● Try it: Nothing outside the range is wanted. Repeat exactly the lines below from the one with "the tabby stripe;" through the one with "the cat's chest;".

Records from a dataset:
- - - - -

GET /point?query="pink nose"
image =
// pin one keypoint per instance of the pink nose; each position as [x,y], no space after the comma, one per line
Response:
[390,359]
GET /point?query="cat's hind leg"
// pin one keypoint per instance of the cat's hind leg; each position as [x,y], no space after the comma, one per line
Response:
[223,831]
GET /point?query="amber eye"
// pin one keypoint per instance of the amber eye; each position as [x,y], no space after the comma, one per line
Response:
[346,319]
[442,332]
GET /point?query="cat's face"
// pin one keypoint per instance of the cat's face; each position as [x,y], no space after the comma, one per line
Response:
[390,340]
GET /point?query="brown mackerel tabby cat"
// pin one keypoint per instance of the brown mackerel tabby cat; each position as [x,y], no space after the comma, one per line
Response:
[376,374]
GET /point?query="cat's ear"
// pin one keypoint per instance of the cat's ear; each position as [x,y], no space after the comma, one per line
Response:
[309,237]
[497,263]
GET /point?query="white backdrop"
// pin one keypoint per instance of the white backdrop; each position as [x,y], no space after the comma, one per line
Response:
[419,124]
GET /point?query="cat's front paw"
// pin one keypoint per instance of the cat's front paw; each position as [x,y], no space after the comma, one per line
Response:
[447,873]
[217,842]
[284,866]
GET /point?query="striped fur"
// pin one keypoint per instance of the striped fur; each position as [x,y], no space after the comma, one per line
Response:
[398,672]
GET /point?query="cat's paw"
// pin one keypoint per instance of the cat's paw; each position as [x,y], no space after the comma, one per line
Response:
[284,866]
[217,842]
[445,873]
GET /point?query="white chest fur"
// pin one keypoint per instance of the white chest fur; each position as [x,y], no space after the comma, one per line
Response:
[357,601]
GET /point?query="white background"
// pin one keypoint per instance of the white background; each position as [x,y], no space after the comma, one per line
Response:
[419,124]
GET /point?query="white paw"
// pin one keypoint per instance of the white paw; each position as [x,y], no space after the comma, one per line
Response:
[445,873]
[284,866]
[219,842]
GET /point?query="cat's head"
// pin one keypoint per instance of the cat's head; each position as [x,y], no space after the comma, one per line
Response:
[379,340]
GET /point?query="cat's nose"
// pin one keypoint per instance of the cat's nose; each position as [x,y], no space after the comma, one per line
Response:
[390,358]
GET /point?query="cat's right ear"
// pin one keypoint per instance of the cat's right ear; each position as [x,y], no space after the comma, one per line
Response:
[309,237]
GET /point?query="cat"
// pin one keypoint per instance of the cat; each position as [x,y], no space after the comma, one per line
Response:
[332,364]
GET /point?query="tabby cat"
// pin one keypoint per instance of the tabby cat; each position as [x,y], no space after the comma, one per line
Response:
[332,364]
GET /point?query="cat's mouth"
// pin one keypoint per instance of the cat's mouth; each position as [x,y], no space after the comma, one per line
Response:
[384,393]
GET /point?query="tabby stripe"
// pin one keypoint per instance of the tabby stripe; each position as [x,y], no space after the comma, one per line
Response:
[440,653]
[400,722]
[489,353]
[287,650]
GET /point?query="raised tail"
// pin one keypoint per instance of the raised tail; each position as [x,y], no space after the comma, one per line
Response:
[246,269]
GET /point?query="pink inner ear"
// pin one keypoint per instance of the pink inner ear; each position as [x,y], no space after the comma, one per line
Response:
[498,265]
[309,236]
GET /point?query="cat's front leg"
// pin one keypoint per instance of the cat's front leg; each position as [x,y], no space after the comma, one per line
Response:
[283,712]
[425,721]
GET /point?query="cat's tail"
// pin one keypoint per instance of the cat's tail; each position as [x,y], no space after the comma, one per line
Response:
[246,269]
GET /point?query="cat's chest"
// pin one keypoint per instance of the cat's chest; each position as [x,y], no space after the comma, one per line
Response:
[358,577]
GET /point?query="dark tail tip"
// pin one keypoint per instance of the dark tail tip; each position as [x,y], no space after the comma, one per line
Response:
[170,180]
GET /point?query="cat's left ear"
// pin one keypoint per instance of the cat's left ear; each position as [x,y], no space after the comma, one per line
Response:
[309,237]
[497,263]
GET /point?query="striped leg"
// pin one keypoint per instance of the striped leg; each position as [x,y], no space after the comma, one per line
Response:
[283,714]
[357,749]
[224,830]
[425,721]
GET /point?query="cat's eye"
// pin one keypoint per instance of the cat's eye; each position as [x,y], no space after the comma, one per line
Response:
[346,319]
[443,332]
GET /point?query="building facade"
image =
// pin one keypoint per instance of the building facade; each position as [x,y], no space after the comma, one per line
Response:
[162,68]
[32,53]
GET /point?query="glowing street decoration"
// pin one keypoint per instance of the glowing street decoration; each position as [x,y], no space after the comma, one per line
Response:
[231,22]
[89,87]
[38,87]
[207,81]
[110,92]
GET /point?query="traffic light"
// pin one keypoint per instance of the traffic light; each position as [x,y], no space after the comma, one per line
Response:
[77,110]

- - - - -

● Solution for this exercise:
// pin one keypoint per instance of the tabby stripe; each position as [x,y], no space after the comma, one per line
Response:
[440,653]
[400,722]
[489,353]
[287,650]
GET /point?query="raised tail"
// pin one keypoint per instance of the raised tail; each position as [x,y], no space after the comma, one per line
Response:
[246,269]
GET /point?query="pink inner ear"
// pin one keypoint per instance of the pink inner ear; each position as [x,y], no space after the comma, one per line
Response:
[498,265]
[309,236]
GET /point?query="cat's front leg"
// pin one keypoint per instance of the cat's front leg; each position as [x,y], no space after the comma, one per line
Response:
[283,712]
[425,721]
GET /point?query="cat's tail"
// pin one keypoint per instance of the cat's tail; each position as [x,y], no space after the comma, one per line
Response:
[246,269]
GET /point?query="cat's chest"
// pin one keypoint per instance of the cat's chest; each position as [x,y], no space after the comma, one per line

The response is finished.